Given request »
Pick out each line of the records that contains the string "window", treating uppercase and lowercase letters as distinct.

Data to process »
★ ★ ★ ★

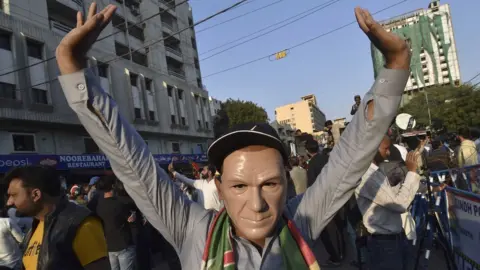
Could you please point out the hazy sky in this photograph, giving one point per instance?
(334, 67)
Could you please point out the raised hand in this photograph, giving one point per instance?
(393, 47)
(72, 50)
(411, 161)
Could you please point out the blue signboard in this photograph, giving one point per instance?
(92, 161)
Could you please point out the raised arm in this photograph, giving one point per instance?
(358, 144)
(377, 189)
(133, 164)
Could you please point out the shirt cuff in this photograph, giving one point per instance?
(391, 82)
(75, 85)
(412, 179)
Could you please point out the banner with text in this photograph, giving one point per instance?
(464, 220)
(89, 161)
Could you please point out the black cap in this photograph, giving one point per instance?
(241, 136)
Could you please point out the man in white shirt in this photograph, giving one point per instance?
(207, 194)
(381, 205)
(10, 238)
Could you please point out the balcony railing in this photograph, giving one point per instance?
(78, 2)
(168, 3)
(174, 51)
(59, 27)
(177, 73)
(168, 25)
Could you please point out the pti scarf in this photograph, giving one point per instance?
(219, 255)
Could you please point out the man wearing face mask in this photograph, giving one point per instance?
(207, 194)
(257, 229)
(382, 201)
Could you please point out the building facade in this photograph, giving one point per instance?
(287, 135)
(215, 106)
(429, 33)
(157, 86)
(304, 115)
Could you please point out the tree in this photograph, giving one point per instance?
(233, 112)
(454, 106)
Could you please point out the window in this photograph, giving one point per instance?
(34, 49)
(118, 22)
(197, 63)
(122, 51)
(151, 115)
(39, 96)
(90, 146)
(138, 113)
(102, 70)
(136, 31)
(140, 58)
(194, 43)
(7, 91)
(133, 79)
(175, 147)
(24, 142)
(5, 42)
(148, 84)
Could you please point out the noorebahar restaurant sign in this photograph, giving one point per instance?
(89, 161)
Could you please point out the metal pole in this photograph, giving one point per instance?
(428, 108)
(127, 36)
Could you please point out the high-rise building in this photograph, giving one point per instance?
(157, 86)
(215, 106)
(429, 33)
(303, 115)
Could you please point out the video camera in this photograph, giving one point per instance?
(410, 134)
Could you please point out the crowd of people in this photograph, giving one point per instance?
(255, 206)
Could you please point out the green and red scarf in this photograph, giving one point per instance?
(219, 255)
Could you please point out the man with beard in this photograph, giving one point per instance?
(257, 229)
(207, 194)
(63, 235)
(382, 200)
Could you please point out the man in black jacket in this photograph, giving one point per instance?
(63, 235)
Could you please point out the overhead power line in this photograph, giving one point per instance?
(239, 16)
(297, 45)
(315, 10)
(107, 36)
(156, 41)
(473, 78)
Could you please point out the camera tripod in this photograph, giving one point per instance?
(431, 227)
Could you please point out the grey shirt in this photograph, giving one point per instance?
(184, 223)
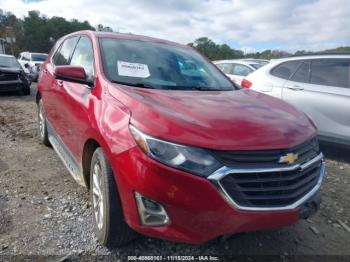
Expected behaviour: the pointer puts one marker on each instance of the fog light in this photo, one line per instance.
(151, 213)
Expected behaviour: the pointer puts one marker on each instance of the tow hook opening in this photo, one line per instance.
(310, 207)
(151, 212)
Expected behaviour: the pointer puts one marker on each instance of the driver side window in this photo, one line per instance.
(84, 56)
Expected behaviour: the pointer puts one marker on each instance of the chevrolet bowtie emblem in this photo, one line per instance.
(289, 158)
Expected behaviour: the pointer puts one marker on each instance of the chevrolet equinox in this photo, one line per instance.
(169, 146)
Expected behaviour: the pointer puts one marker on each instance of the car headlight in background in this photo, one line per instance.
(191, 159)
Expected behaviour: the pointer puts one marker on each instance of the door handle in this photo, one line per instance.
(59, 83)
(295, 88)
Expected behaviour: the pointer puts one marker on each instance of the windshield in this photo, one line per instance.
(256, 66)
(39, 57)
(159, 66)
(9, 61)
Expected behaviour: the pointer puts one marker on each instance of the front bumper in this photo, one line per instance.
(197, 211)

★ ★ ★ ★

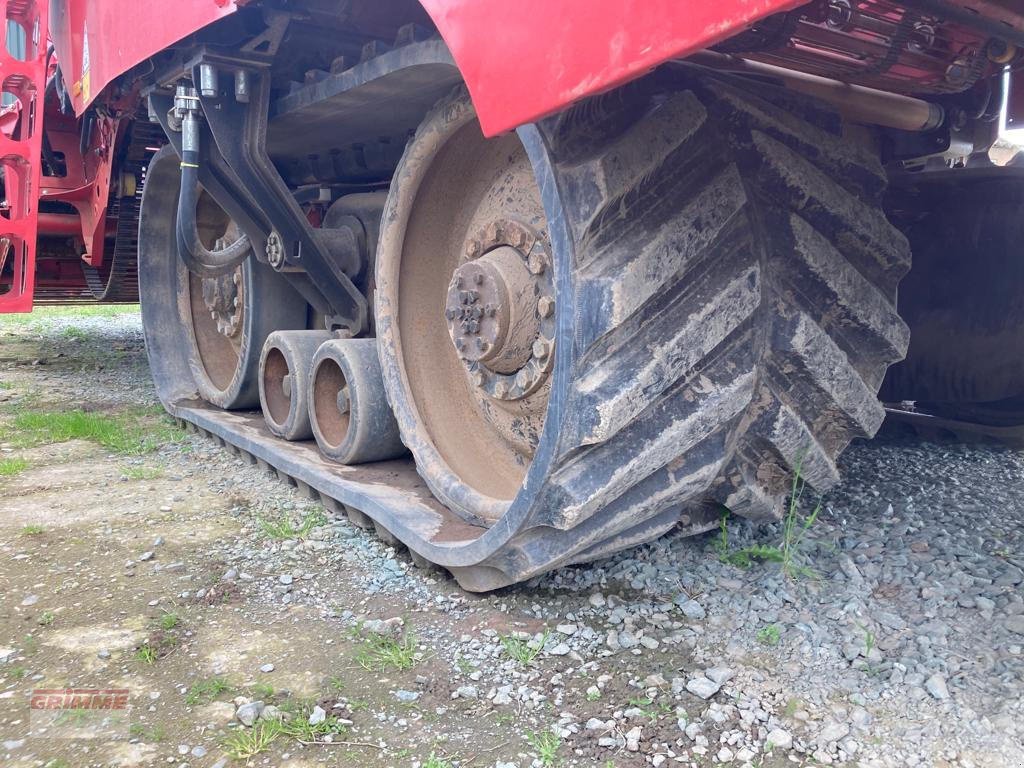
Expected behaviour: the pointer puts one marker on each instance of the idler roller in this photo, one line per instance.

★ ★ ★ ★

Written response »
Could you please point out the window in this photograph, giving one point per instance?
Expected behaviour: the pointer puts one marker on each instance of the driver side window in this photo, one line per instance.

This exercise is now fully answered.